→ **Your goal**: Write out every one of the lines below word for word, leaving out the pictures.

+++ Supplied material

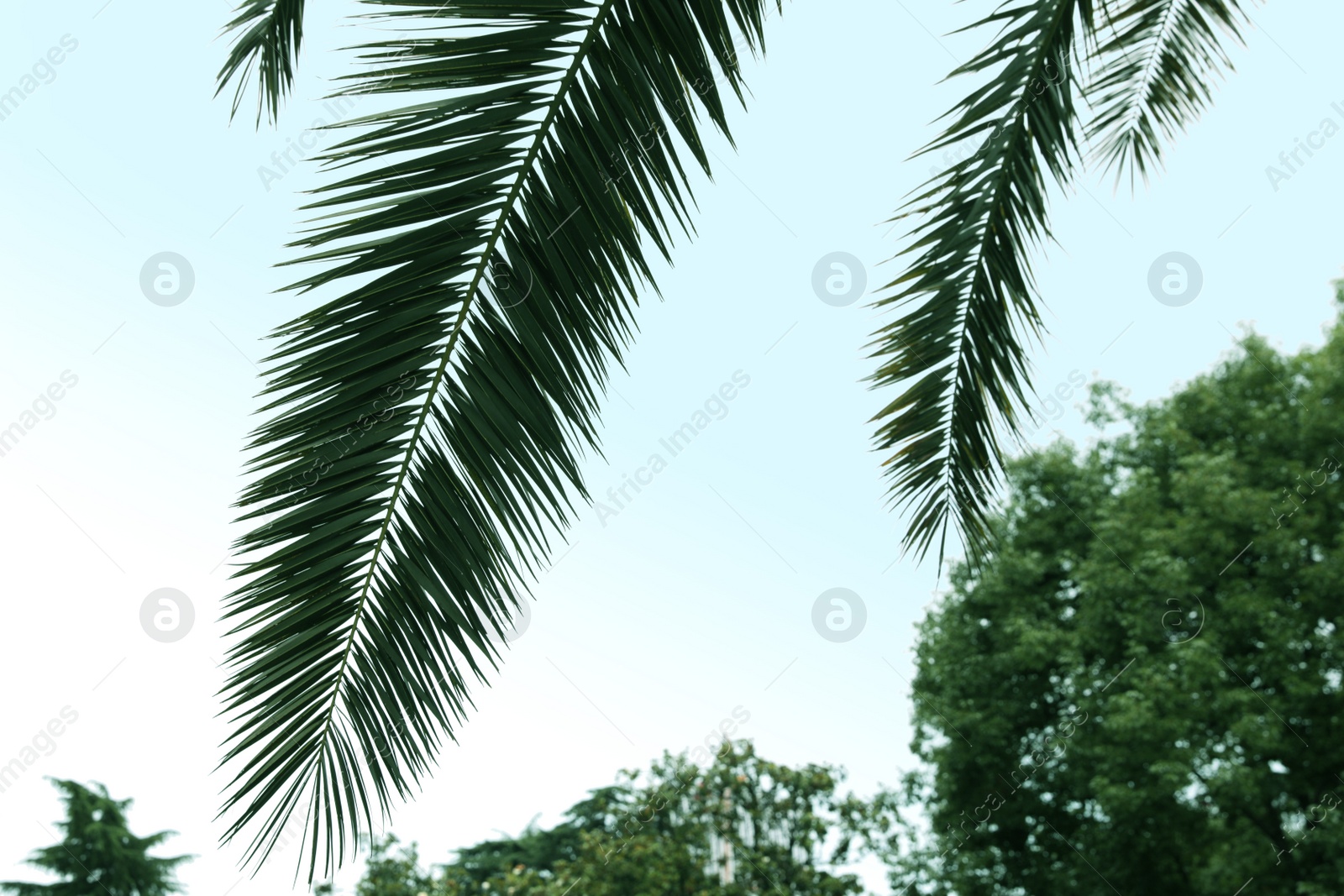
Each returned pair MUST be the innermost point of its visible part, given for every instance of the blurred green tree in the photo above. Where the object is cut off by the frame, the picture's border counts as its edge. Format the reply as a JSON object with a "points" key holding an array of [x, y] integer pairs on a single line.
{"points": [[1140, 692], [98, 856], [743, 825]]}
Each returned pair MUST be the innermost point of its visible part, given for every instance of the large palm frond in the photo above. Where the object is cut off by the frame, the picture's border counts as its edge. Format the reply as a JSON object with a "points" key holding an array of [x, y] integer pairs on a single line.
{"points": [[974, 302], [428, 422], [1156, 63]]}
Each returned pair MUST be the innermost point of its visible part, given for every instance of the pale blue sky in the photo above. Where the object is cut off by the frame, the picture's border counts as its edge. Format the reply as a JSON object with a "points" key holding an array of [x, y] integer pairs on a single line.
{"points": [[696, 597]]}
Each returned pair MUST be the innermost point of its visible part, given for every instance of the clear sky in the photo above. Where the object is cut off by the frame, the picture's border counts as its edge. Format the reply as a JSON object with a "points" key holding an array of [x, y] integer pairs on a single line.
{"points": [[698, 595]]}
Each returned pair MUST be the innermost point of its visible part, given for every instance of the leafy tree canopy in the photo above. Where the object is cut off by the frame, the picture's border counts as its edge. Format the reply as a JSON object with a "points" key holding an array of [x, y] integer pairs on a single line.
{"points": [[1140, 692], [98, 855], [743, 825]]}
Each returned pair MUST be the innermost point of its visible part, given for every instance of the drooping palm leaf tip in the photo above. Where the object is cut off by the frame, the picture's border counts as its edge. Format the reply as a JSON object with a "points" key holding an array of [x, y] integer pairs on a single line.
{"points": [[270, 33], [967, 291], [428, 422]]}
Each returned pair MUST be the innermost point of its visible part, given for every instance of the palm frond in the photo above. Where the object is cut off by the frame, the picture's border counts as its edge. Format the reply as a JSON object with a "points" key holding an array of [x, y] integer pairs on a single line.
{"points": [[967, 275], [269, 34], [429, 422], [1156, 63]]}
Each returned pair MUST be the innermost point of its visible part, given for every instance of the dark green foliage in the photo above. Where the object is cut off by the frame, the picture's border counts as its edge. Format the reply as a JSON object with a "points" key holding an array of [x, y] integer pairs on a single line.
{"points": [[487, 241], [1142, 689], [663, 832], [967, 293], [98, 856]]}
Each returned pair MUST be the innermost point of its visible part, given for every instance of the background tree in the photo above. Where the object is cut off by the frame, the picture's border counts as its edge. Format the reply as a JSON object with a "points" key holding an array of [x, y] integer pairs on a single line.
{"points": [[1142, 691], [98, 853], [669, 832]]}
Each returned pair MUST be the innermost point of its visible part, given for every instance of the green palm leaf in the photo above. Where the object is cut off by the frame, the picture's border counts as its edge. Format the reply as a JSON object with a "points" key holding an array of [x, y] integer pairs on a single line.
{"points": [[1156, 65], [967, 275], [429, 421], [270, 36]]}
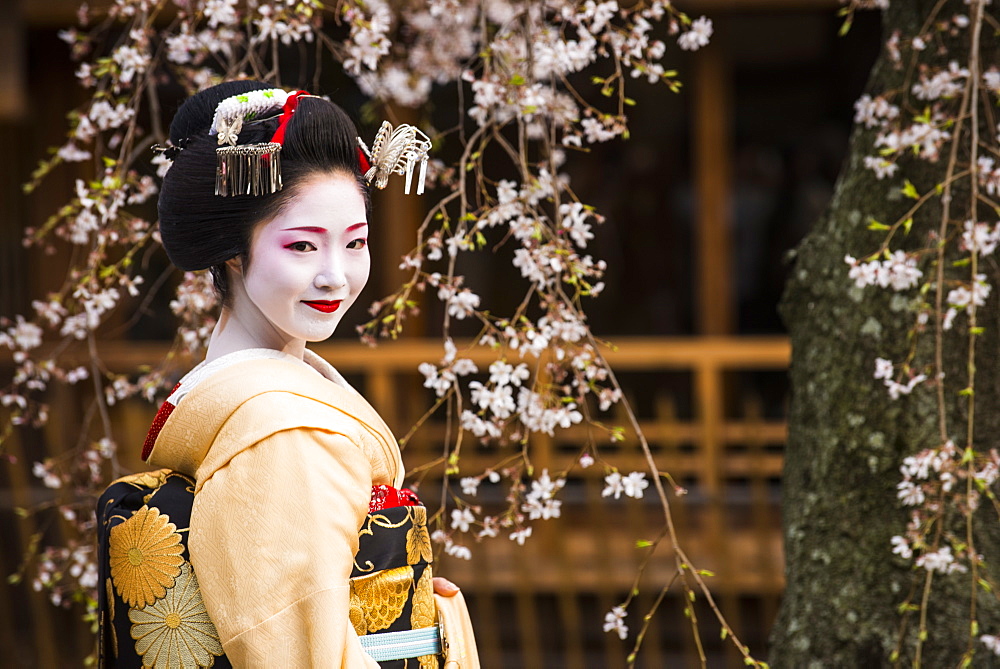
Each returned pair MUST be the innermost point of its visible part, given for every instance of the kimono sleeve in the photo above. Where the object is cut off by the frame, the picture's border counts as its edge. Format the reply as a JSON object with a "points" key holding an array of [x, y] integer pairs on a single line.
{"points": [[273, 538]]}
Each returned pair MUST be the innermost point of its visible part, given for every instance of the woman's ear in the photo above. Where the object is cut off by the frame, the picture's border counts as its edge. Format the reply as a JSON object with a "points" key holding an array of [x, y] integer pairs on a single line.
{"points": [[235, 264]]}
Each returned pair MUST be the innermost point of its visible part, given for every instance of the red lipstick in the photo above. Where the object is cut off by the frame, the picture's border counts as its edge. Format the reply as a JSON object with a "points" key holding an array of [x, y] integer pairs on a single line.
{"points": [[326, 306]]}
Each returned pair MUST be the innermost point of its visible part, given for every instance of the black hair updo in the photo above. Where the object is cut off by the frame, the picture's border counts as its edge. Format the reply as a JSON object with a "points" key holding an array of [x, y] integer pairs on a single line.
{"points": [[201, 230]]}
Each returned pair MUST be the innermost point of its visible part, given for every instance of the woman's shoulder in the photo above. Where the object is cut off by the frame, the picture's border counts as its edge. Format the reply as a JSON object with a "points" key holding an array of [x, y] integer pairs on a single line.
{"points": [[249, 400]]}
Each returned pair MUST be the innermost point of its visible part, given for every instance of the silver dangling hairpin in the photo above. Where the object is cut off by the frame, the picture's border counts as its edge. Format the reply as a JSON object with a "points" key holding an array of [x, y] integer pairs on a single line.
{"points": [[246, 169], [397, 152]]}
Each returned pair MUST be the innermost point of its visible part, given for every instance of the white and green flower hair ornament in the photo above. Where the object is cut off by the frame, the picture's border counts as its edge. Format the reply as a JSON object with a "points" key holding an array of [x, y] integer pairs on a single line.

++++++

→ **Written response**:
Each returned pair MUST be the innermost point of its visible part, given for every instance of the blurred green tree in the photo above. Where the object is cut off by the frame, the picture's border counts as its edge. Format the reply as a JSON object with a "points" key holding an array of [x, y] integer pairs on a single line.
{"points": [[1140, 692], [98, 856], [743, 825]]}
Each returned pair MUST be the innermost point of its visible part, given for every instance of the large palm frond in the photo above. Where the object is cut off by the frame, the picture's border counts as its edge. Format the reply as a JSON object with a "points" key holding an array of [x, y] integer pairs on a single line.
{"points": [[974, 302], [428, 422], [1156, 63]]}
Each returned pair MUST be the innermost point of its visible part, given for every instance of the pale blue sky in the photo above. Where the object is cut off by the frame, the picture's border counts as its edge. Format the reply as a JSON object with a "points" key holding an array of [x, y] integer pairs on a single line.
{"points": [[696, 597]]}
Each returned pair MUST be the innermost point of its visible part, given for every instance of the clear sky in the photo above. Where the object is cut off by the frame, the picture's border counts as its edge. Format the reply as a JSON object with a "points" key holding an array of [x, y] integer pairs on a single line.
{"points": [[698, 595]]}
Each returned pair MUST be the innermost point of its visible part, given for every instance of the leafy tree canopy in the photo above. Where the object is cut off by the frame, the picture's border counts as its edge. Format the reply as a JSON object with a "points" key holding an array of [x, y] integer pairs on a single line.
{"points": [[1140, 692], [98, 855], [743, 825]]}
Each returned pair MUST be the innermost point of its visible part, given for every instance of the drooping palm leaf tip in the photo above. Where the object is cut off by the frame, the picture's border counts as its edge. Format the reply as a JSON object with a "points" key holding an array of [x, y] integer pairs on a single line.
{"points": [[270, 33], [967, 291], [428, 422]]}
Each returned pair MUST be the innermost point of its visible part, given for every instance of the palm frond in the photo above. Where the object is cut off by the frame, the picture's border counts as its edge. Format the reply as a JSON object with a "points" key holding an array of [x, y] integer pairs on a single line.
{"points": [[967, 275], [269, 34], [429, 422], [1156, 63]]}
Each returned pair MUST be the innermost point of its visible part, given for every instance of the dark green foliage in the photo above. Where the object is cut off by the frame, the picture's border counts as its edge. Format the reply as a JSON object with a "points" key holding an array of [x, y] integer pairs on a single line.
{"points": [[487, 241], [1142, 689], [663, 832], [967, 293], [98, 856]]}
Each returned pair MUST be the innermost point of its visible part, given for every instance of the background tree in the photo above. Where the object is cut off by the frame, the picture's border counts as its edge. Format the reply as a JSON object with a "points" key holding an array of [x, y] integer pairs on a single line.
{"points": [[1142, 691], [98, 853], [669, 832]]}
Each returned pair MUST be the innermost point of its visible part, given for every instance of the green palm leaf in the photo above. Where the object is cut off by the frame, the picture's border counts as its edge. Format the reply as a JSON object with a "points" key holding an array of [x, y] integer pairs on a single line.
{"points": [[1156, 65], [967, 275], [429, 421], [270, 36]]}
Each returned pair MUST be the innermost point of its visible part, given for every instance of the kimono sleeve in the photo above. Where the object is cut off by the frame, the picture's border counts as its edge. Format the reply as a JSON object with a "points" key holding an array of [x, y] integer pairs on a single line.
{"points": [[273, 538]]}
Each returned pair MUST be the innermost point of its visible part, given for every instance of the woman's ear in the photo above. Where the object is cut off by the frame, the picture's border counts as its edge. Format the reply as a JSON object with a "points" key holding an array of [x, y] integer pairs on a single line.
{"points": [[235, 264]]}
Each returned pair MUST be the innermost point of its visible part, given for every instance of the red lipstick in the photo above. Where the object is cut off by the frame, the picture's border counts as its edge. Format the reply as a JSON object with a "points" key holding an array of [x, y] integer pairs on a single line.
{"points": [[326, 306]]}
Each returned pair MUST be the innermost point of its visible part, given for every instance of the black hair updo in the photo above. Where the object is cut off by the frame, the picture's border counts as its edge. Format the reply as a JSON object with a "points" key holding an array of [x, y] integer pairs on a single line.
{"points": [[201, 230]]}
Each returned pair MUST be the innermost point of its visible part, given for every instance of the woman's shoulder in the photo above. Where the object is cut off by the frame, the picture's border counts as its edge. Format the reply as a JSON object with a "points" key holding an array of [x, y] integer pairs on a single line.
{"points": [[249, 400]]}
Each returned pair MUST be the innermost point of its visible part, given for every instance of the silver dangling hairpin in the photo above. Where the object is cut off by the frame, the picture's border counts as its edge. Format the reply as a JSON object with a "points" key holding an array of [x, y] integer pairs on a single line.
{"points": [[246, 169], [397, 152]]}
Each returned pair MUST be the innermost point of its visible part, given for every instance of the white and green flower hair ornament in the photo above. Where the object is cut off by the frame, the picture's border counts as its edge. Format the reply as a JSON object with a "points" key holding an array of [x, y] integer pairs on a single line.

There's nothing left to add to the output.